Aim of the exercise –
Print nothing except the lines of the listing below from the line with "Pin the exposed" to the line with "Pin the cardboard texture, one", each exactly as written, both ends included.

┄┄┄┄┄┄

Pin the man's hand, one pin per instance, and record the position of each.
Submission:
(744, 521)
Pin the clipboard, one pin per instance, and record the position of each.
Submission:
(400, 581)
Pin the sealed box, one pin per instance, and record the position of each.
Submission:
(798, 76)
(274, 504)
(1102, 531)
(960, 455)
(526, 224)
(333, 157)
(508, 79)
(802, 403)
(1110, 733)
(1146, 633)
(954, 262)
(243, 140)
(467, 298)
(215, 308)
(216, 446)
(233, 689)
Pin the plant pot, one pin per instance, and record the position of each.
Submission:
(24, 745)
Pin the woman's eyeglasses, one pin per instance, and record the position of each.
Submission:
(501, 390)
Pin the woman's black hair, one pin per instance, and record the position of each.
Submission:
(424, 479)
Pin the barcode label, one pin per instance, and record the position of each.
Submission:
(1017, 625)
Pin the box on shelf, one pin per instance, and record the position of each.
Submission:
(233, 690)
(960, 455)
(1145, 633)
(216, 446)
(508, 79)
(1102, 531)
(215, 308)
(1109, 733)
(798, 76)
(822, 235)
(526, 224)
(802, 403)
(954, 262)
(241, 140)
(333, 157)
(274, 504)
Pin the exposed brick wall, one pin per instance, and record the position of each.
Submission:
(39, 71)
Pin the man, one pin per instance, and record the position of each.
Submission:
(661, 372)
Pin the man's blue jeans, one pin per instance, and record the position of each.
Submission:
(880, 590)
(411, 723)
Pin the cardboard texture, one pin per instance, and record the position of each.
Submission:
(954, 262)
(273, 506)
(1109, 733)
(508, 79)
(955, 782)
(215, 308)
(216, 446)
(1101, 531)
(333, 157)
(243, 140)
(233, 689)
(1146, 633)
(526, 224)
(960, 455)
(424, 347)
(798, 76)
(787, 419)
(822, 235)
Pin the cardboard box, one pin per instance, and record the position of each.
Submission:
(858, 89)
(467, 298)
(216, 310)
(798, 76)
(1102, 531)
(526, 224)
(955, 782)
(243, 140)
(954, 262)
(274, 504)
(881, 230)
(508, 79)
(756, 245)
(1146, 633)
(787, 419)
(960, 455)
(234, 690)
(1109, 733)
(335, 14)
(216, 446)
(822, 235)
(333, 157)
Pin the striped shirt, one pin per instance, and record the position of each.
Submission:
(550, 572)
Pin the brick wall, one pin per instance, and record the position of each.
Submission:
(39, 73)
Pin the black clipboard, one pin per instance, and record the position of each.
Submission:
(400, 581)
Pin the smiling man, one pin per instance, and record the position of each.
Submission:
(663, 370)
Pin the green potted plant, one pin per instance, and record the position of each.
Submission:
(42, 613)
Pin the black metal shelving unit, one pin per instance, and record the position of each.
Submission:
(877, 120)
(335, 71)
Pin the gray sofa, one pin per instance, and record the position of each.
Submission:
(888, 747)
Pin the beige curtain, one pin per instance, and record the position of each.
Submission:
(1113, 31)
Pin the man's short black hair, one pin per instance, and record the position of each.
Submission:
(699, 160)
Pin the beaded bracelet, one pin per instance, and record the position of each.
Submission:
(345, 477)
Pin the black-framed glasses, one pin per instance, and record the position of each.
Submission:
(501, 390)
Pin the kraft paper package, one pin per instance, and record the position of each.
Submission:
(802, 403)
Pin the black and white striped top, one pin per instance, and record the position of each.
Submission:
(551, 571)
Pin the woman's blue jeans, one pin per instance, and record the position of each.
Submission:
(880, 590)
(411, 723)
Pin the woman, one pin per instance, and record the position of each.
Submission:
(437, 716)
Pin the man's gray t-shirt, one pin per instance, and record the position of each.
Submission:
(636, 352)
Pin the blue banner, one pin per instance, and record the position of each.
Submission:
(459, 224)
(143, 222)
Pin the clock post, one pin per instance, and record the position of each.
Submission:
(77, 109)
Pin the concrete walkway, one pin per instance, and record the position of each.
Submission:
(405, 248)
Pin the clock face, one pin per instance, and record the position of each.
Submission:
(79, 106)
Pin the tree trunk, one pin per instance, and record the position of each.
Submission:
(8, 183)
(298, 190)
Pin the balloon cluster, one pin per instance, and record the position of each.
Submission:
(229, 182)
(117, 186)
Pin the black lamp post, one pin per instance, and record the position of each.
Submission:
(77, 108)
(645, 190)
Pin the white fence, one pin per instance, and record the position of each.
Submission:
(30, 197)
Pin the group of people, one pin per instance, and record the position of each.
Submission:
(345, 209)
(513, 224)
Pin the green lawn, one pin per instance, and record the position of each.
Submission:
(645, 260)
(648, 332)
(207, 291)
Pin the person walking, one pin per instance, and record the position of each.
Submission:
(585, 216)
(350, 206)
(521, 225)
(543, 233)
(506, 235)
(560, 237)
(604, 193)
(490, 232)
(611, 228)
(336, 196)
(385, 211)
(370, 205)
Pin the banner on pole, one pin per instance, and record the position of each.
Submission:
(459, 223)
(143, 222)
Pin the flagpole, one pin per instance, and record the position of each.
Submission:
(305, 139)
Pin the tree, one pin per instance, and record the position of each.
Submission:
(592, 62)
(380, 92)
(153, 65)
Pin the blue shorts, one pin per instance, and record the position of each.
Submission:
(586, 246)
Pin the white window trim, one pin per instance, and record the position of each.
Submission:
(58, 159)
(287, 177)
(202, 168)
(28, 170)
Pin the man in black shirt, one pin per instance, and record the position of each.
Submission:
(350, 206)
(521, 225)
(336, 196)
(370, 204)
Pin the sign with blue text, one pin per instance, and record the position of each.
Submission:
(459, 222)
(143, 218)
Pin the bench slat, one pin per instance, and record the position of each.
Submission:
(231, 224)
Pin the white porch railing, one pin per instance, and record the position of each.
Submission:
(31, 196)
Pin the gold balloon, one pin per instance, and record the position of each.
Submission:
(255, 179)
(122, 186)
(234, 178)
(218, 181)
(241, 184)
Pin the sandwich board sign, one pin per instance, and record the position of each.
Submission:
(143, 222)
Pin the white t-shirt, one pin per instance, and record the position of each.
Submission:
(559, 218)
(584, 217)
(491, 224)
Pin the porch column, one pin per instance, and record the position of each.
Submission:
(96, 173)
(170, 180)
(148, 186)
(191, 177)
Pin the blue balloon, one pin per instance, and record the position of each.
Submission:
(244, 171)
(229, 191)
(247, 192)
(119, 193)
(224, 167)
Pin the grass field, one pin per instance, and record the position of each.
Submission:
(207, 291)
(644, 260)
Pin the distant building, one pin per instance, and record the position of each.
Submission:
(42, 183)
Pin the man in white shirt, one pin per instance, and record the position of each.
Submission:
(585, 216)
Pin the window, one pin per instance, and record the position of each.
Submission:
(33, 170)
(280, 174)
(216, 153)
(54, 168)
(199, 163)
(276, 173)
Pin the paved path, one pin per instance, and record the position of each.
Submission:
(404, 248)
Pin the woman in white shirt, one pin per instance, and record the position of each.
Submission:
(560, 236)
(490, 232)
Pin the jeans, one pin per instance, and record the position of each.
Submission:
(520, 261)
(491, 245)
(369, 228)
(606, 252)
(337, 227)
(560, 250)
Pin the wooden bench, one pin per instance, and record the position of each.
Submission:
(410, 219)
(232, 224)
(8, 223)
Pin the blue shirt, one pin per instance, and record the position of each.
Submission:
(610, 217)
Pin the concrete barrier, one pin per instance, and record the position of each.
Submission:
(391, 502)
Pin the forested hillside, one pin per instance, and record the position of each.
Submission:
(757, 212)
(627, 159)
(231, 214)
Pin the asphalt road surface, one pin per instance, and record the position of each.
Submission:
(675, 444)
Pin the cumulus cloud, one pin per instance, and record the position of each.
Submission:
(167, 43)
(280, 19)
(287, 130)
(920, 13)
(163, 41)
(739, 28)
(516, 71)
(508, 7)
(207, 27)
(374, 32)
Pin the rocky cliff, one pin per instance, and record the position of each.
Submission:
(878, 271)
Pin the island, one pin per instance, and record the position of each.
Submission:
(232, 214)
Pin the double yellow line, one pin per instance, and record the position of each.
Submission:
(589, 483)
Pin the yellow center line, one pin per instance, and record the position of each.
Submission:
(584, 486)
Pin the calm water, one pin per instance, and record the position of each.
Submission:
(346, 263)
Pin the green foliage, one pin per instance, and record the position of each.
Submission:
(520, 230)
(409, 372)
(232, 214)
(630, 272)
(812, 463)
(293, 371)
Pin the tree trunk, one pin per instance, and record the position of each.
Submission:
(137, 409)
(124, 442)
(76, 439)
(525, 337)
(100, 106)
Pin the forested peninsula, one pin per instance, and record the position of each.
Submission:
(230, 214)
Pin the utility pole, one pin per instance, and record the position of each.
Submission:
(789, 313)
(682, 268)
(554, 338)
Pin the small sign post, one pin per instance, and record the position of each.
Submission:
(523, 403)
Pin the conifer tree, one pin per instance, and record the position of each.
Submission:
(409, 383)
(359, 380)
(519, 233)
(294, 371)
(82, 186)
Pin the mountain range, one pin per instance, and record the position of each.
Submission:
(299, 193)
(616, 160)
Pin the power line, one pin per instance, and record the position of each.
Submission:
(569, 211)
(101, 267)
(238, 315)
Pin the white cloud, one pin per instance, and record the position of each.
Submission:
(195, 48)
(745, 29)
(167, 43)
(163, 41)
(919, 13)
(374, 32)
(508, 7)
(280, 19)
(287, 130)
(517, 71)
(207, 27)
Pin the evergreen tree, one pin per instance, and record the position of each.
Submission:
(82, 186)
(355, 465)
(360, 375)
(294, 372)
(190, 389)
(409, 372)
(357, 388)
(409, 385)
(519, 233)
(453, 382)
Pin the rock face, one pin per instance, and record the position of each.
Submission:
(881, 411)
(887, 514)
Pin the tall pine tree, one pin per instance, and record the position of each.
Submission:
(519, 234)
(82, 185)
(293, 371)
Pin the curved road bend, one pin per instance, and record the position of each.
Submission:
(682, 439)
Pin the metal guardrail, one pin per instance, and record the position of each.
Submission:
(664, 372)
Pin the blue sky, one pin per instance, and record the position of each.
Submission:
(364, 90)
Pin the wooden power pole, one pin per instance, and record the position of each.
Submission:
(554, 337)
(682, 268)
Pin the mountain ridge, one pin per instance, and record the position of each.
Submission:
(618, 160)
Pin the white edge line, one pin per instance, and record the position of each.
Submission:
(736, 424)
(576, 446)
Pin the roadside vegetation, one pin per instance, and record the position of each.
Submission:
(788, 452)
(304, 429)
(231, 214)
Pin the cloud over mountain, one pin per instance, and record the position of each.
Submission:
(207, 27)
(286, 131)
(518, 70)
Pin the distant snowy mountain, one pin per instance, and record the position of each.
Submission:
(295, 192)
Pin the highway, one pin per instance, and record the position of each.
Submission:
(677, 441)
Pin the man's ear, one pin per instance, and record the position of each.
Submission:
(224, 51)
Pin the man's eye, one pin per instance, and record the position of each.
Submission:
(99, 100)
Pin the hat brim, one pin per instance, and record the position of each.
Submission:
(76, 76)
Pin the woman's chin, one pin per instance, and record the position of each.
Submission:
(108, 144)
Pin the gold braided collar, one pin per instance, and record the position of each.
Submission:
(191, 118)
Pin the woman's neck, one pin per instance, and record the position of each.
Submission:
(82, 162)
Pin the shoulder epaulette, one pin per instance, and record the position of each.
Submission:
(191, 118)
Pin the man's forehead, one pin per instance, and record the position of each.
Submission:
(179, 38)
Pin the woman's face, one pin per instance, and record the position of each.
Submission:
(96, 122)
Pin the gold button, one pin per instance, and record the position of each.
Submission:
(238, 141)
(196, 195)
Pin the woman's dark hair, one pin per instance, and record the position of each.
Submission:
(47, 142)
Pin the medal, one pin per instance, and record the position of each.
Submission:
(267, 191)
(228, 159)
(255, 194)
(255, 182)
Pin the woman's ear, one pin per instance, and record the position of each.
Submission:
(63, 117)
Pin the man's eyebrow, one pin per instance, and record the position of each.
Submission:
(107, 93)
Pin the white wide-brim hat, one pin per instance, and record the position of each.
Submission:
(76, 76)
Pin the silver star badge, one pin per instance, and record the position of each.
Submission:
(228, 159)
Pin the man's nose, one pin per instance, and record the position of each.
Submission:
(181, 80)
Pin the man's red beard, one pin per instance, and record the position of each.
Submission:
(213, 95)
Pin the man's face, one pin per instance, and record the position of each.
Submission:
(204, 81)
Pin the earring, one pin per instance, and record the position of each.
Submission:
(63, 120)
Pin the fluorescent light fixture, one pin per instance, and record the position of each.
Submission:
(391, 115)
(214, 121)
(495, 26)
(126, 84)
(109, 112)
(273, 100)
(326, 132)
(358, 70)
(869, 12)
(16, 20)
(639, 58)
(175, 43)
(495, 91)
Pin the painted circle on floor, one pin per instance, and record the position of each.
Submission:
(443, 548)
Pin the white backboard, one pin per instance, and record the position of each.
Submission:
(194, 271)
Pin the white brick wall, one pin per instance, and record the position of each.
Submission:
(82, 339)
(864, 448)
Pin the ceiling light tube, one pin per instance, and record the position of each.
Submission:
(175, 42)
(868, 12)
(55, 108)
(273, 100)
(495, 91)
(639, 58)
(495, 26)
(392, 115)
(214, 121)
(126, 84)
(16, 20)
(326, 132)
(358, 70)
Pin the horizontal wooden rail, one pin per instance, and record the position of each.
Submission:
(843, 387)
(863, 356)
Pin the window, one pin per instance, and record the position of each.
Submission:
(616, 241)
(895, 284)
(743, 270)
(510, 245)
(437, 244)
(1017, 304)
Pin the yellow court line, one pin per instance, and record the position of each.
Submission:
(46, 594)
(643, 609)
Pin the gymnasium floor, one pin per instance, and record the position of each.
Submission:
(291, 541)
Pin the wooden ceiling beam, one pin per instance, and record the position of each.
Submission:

┄┄┄┄┄┄

Answer space –
Pin the exposed brick wall, one pin per instance, and record the position of each.
Submission:
(39, 71)
Pin the man, one pin per instance, and record the position of each.
Submission:
(661, 372)
Pin the man's blue jeans, one pin per instance, and record the position of each.
Submission:
(880, 590)
(411, 723)
Pin the cardboard texture, one pin per instance, and record the position of each.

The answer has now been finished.